*Short exercise*
Rewrite the material below with "crimson rug" substituted for "red carpet" and everything else left unchanged.

*Raw records*
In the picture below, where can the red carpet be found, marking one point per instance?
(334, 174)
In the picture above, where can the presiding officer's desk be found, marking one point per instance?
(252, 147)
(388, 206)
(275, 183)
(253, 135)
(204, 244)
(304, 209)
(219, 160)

*Result below*
In the picture below, where can the crimson rug be found, marking one point per instance?
(334, 174)
In the picture above, where can the presiding officer's desk be found, marking one point per instance?
(252, 147)
(388, 206)
(275, 183)
(253, 135)
(204, 244)
(304, 209)
(219, 160)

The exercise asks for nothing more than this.